## DIRECTION A
Answer these questions from the document segment on FPGA component portals, one answer per line:
(i) What signals accompany the FIFO that implements each streaming portal?
(ii) In the Virtex parts, how many configurable logic blocks does each FIFO controller require?
(iii) Which three portal types are currently supported?

## DOCUMENT SEGMENT
____
2.2 Data Portals Components may have any number of input/output portals, and in a DSP system, these are generally characterized by a streaming data portal. Each streaming portal is implemented using a FIFO with ready and valid signals. Using FIFO's on the inputs and outputs of a component isolates both the input and the output of each cell from timing concerns as all signals going to and

coming from an interface are registered. This allows components to be assembled in a larger system without fear of timing restrictions arising from component loading. By using FIFO's to monitor data flow, flow control is automatically propagated throughout the system. It is the responsibility of every component to ensure that this behavior is followed inside the component. When an interface cannot accept data, the component is responsible for stopping. If the component cannot stop, then it is up to the component to handle any dropped data. In our DSP environment, each data transfer represents a sample. By using flow control on each stream, there is no need to insert delay elements for balancing stream paths — synchronization is selftimed [15]. FIFO's are extremely easy to implement in modern FPGA's by using the Lookup Table (LUT) as a small RAM component. So, rather than providing a flip-flop for each bit as a registration between components, a single LUT can be used and (in the case of the Xilinx Virtex part), a 16 deep FIFO is created. In the Virtex parts, each FIFO controller requires but 4 configurable logic blocks (CLB’s). In the larger FPGA's that we are targeting, this usage of resources is barely noticeable.

3. Platform Integration When designing on a particular platform, certain aspects of the component such as memory and control interfaces are often built into the design. This poses a difficulty in altering the design, even on the same platform. Changing a data source from an external source to Direct Memory Access (DMA) from the PCI bus could amount to a considerable design change as memory resources and data availability are considerably altered. This problem is exacerbated when completely changing platforms. As considerably better platforms are always being developed, it is necessary to be able to rapidly port to these platforms. Some work has recently been undertaken in this arena as a joint venture between Wind River with their Board Support Package (BSP) and Celoxica’s Platform Abstraction Layer (PAL) [16]. A similar methodology was undertaken by JHDL [6] with its HWSystem Class. These efforts attempt to abstract the I/O interfaces between a processing platform and its host software environment, allowing an application that is developed on one platform to be migrated to another platform. However, the issues of platform-specific I/O to destinations other than the host software environment and on-board memory interfaces are not specifically addressed. To combat this problem, the Logic Foundry employs an abstract portal for all design level interfaces. A Logic Foundry design consists of Logic Foundry components with abstract portals and is thus platform independent. Abstract portals are connected to the component portals when building a design. These abstract portals can then be mapped to a specific platform portal in a platform implementation. This form of interface abstraction is common in the design of reusable software; our contribution here is to develop its capabilities in the context of FPGA implementation and DSP hardware/software integration. There are various portal types for differing needs. While new portal types can easily be developed to suit any given need, each abstract portal type requires a corresponding implementation portal for every platform. For this reason, we attempt to reuse existing portals whenever possible. We currently support three portal types: the Streaming Portal, the Memory Portal, and the Block Portal.
____
## SOURCE RECORDS
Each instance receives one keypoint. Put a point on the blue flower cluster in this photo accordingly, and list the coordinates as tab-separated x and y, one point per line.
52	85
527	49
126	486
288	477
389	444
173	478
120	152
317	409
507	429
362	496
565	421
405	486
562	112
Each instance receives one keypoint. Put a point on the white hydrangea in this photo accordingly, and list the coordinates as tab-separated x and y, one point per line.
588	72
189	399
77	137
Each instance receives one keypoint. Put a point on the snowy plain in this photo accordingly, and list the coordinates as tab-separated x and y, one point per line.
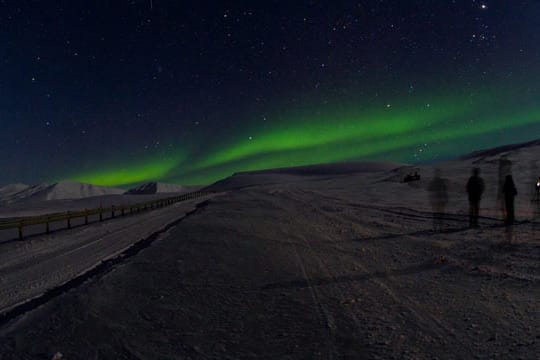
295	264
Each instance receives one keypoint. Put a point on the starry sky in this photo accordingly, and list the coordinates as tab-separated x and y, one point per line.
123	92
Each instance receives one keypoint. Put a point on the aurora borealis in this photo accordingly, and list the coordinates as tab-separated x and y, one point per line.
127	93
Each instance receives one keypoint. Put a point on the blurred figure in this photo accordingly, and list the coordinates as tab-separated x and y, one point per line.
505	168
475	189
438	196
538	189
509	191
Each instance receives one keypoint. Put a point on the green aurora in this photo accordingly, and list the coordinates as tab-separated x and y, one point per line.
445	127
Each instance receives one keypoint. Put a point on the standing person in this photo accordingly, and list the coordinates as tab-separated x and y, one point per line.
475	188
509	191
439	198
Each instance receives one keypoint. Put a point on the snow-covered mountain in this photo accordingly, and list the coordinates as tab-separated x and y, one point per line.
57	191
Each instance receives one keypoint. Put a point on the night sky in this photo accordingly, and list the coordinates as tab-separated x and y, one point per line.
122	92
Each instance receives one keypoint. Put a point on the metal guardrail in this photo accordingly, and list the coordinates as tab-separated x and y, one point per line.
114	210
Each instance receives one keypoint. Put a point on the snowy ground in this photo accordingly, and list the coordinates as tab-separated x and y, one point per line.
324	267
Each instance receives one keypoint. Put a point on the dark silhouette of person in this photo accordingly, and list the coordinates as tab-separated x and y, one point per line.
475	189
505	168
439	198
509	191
____
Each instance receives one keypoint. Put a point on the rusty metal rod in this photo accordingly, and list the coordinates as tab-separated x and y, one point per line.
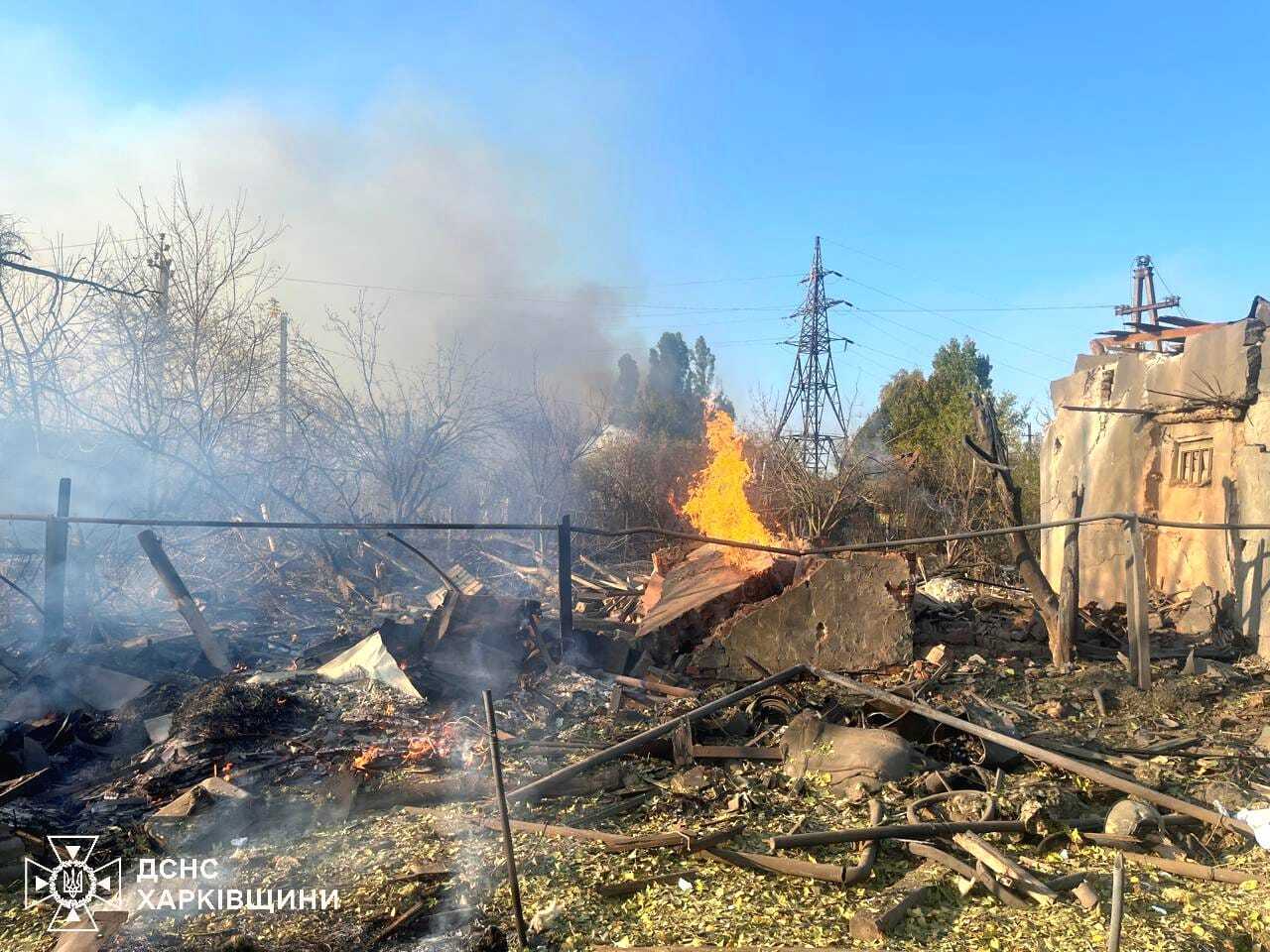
____
## DIRECTION B
Collect every line of the rows above that contains the word "metal".

## EXPECTED ANSWER A
(i) Ready and valid signals.
(ii) 4.
(iii) The Streaming Portal, the Memory Portal, and the Block Portal.

## EXPECTED ANSWER B
Each instance receives one keypoint. Put a point on the metal guardrail in this photo accordingly, and list the coordinates as tab-separated x and y, one point per line.
Each instance receives one keypoint. Put a point on the rusty metal rod in this photo accordingly, and list the coordinates as tab-separated x and y, one point per line.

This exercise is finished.